Provided text>
======
Amendment data is cached under {PSPCZ_CACHE_DIR}/amendments/:

amendments/
├── {period}/
│   ├── amendments_{period}.parquet    # Parsed amendment records
│   ├── vote_mappings_{period}.json    # Amendment → vote ID mappings
│   └── coalitions_{period}.json       # Coalition analysis results

Configuration¶

All configuration is via environment variables, loaded from .env by python-dotenv. Constants are defined in config.py.

Environment Variables¶

Variable	Default	Description
`PSPCZ_CACHE_DIR`	`~/.cache/pspcz-analyzer/psp`	Root cache directory for all data
`PSPCZ_DEV`	`1`	`1` for hot reload (dev), `0` for production
`LLM_PROVIDER`	`ollama`	LLM backend: `ollama` or `openai`
`OLLAMA_BASE_URL`	`http://localhost:11434`	Ollama API endpoint
`OLLAMA_API_KEY`	(empty)	Bearer token for remote HTTPS Ollama
`OLLAMA_MODEL`	`qwen3:8b`	Model for Ollama inference
`OPENAI_BASE_URL`	`https://api.openai.com/v1`	OpenAI-compatible API endpoint
`OPENAI_API_KEY`	(empty)	API key for OpenAI-compatible backend
`OPENAI_MODEL`	`gpt-4o-mini`	Model for OpenAI-compatible inference
`AI_PERIODS_LIMIT`	`3`	Number of newest periods to process with AI (0 = all)
======
[Saved entries]

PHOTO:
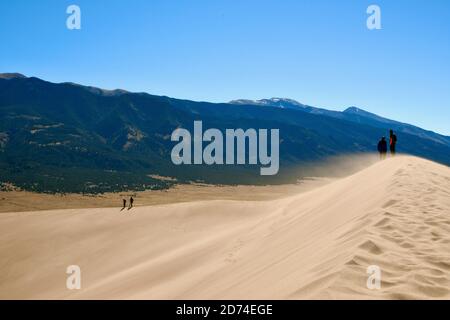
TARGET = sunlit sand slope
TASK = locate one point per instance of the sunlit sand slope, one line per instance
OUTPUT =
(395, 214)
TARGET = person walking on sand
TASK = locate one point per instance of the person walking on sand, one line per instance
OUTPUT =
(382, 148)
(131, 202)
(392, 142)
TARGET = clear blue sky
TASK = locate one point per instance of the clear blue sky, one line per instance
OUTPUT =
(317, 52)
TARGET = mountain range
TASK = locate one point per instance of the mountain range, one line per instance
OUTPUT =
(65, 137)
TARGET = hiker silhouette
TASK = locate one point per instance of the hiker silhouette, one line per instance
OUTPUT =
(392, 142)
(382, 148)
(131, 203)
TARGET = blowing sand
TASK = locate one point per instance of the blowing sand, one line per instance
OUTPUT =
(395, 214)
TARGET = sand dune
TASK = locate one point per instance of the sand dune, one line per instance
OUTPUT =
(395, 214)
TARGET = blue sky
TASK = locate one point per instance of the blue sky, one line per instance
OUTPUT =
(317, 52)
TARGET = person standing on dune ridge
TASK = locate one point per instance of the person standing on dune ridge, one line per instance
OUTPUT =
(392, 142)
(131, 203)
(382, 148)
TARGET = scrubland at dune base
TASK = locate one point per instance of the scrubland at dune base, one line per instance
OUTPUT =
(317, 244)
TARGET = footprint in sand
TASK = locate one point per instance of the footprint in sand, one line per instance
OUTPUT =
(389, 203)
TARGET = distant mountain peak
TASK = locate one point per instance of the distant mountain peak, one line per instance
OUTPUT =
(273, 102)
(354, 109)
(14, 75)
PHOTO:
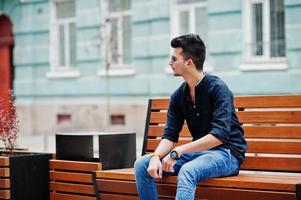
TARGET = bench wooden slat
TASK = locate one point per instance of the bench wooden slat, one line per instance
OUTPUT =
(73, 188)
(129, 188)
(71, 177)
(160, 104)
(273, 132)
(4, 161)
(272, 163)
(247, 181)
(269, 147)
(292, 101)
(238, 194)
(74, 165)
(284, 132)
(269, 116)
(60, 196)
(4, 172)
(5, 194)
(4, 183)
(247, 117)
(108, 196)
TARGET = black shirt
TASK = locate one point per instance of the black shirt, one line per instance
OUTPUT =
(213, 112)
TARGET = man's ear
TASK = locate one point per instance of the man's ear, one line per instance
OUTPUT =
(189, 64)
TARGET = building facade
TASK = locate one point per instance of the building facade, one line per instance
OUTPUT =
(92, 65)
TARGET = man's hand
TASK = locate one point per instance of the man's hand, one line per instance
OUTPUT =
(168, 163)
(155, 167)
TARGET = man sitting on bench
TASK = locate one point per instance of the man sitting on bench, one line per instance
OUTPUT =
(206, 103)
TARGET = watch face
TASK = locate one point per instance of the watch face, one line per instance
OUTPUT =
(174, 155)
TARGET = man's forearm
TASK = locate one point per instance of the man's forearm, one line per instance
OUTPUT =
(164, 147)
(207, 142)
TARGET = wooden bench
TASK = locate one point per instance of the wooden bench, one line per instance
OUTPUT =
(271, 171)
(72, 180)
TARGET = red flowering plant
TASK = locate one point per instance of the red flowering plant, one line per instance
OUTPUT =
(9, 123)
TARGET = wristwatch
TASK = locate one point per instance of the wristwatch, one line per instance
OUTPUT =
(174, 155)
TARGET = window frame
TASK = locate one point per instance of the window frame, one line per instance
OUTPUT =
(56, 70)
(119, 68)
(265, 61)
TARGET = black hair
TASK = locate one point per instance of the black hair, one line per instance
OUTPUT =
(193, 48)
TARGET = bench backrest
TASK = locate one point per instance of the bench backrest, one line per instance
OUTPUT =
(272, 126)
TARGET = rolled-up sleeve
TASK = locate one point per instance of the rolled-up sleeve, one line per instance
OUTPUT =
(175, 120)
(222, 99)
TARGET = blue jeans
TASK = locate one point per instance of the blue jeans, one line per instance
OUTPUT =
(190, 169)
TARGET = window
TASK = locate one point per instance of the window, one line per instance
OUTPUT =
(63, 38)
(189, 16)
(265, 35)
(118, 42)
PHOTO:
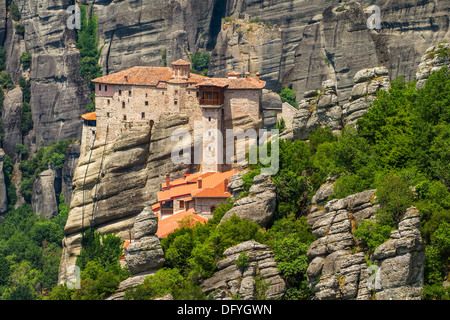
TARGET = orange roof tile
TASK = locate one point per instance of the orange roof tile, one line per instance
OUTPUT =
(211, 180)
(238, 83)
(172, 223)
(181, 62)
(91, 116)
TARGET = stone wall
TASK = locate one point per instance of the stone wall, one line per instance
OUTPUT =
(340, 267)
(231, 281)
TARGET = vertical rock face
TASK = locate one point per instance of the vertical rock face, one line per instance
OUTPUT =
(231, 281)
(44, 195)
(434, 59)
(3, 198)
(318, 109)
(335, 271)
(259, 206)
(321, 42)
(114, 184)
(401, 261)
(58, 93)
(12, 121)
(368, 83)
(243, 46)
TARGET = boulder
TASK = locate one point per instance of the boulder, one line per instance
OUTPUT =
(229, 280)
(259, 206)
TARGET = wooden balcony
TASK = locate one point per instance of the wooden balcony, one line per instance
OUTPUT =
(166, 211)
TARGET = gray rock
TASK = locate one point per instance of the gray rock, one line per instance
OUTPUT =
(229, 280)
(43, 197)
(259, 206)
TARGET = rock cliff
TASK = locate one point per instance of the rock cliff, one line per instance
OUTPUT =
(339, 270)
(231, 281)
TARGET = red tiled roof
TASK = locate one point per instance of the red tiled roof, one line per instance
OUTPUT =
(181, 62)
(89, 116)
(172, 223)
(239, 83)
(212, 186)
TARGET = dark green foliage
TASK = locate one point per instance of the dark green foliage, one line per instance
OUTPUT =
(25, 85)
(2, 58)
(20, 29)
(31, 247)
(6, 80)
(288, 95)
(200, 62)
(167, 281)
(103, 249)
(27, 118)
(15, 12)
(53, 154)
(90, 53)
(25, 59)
======
List of tasks>
- 1) Answer these from the configuration text:
(a) Which file defines the constants?
(b) What is the default value of `OLLAMA_MODEL`?
(c) What does a value of 0 mean for `AI_PERIODS_LIMIT`?
- 2) In the configuration text, replace "endpoint" with "URL" in the stretch from "Environment Variables¶" through "AI (0 = all)", and give that stretch.

Answers by item number>
- 1)
(a) config.py
(b) `qwen3:8b`
(c) All periods are processed with AI.

- 2)
Environment Variables¶

Variable	Default	Description
`PSPCZ_CACHE_DIR`	`~/.cache/pspcz-analyzer/psp`	Root cache directory for all data
`PSPCZ_DEV`	`1`	`1` for hot reload (dev), `0` for production
`LLM_PROVIDER`	`ollama`	LLM backend: `ollama` or `openai`
`OLLAMA_BASE_URL`	`http://localhost:11434`	Ollama API URL
`OLLAMA_API_KEY`	(empty)	Bearer token for remote HTTPS Ollama
`OLLAMA_MODEL`	`qwen3:8b`	Model for Ollama inference
`OPENAI_BASE_URL`	`https://api.openai.com/v1`	OpenAI-compatible API URL
`OPENAI_API_KEY`	(empty)	API key for OpenAI-compatible backend
`OPENAI_MODEL`	`gpt-4o-mini`	Model for OpenAI-compatible inference
`AI_PERIODS_LIMIT`	`3`	Number of newest periods to process with AI (0 = all)